# start of EXTRACT

What’s In My Instapaper: Game of Thrones, Bitcoin, Video Game Death, Chloe Sevigny and More
Here are my weekly Sunday morning links.
A sophisticated discussion of videogames and violence is contained in Adi Robertson’s “Death is Dead: How Modern Videogame Designers Killed Danger” at the Verge. The article quotes David Cage, whose Beyond: Two Souls is premiering at the Tribeca Film Festival this year, proclaiming, “If the character doesn’t hold a gun, designers don’t even know what to do.” That leads to a discussion about the relationship of death to videogame narrative:
But unlike Cage, most of the writers giving talks at GDC don’t come into a game with complete control. They’re brought on to help make shooters and platformers, or draw people to a new console, or engage people in a social title. We’ve spent years talking about whether games can be art, but the Narrative Summit mostly highlights craft: the tricks and tools that draw players into a story without resorting to cliché. And among those tools, one of the most devalued is death.

# end of EXTRACT

* [EXERCISE]
Render this sentence from the links post in Spanish: "And among those tools, one of the most devalued is death." The rows that follow come from a separate source, unrelated to the links post.

# start of MATERIAL SUPPLIED

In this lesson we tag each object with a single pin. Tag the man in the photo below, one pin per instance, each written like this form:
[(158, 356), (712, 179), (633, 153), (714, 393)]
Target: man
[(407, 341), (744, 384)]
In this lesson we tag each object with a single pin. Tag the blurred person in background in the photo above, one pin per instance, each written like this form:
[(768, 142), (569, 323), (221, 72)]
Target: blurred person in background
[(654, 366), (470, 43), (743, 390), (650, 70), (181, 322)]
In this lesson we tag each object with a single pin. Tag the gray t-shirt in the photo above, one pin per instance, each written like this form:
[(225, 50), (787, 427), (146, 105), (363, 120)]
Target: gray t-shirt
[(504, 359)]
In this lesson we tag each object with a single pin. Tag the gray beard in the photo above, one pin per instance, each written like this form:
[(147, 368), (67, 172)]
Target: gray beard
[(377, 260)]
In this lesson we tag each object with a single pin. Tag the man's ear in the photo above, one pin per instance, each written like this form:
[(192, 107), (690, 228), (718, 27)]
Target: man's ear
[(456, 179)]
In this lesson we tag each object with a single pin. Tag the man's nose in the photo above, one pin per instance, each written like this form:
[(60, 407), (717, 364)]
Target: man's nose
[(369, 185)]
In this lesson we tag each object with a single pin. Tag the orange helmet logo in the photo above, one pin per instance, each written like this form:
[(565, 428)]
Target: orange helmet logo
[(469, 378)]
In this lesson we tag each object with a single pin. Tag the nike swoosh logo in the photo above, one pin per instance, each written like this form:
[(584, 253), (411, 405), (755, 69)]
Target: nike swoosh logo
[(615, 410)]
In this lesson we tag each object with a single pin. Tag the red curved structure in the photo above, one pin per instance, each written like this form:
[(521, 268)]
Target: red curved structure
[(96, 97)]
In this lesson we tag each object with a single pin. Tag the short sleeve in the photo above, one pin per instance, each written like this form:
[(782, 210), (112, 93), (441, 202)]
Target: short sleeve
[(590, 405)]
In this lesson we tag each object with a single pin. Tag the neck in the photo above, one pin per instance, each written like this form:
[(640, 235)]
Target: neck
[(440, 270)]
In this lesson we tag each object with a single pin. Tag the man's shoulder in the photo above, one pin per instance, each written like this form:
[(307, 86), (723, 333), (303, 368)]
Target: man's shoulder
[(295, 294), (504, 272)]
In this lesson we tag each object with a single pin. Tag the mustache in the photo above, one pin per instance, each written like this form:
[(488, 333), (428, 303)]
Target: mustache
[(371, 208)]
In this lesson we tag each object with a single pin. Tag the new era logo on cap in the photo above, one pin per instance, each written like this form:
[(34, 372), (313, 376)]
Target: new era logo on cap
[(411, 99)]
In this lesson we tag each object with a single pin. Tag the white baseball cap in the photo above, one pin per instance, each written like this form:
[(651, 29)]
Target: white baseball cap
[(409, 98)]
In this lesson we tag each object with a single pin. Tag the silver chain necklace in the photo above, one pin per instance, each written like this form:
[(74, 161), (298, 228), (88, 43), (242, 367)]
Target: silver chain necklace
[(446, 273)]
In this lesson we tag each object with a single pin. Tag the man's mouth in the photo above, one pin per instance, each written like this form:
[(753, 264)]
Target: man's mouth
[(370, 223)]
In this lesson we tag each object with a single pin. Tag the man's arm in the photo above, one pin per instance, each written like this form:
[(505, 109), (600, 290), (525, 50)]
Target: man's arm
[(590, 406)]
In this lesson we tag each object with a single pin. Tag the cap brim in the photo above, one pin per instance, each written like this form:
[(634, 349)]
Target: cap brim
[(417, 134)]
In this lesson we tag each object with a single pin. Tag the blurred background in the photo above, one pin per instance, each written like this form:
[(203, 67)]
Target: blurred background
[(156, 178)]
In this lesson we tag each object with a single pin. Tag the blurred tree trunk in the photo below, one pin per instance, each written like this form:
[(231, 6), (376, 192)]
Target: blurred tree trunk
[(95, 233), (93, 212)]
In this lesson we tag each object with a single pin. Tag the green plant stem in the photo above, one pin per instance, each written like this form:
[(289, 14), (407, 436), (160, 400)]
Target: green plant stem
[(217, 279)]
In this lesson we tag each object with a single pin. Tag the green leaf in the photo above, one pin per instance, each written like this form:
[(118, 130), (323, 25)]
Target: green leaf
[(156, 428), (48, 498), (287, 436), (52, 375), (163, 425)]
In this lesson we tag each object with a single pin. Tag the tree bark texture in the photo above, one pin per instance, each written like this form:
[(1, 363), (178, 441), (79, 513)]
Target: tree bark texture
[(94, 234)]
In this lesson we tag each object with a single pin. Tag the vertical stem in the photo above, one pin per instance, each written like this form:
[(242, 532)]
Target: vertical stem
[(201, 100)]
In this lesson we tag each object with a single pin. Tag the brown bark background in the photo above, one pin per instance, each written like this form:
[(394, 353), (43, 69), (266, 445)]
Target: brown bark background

# end of MATERIAL SUPPLIED

* [SOLUTION TO THIS EXERCISE]
Y entre esas herramientas, una de las más devaluadas es la muerte.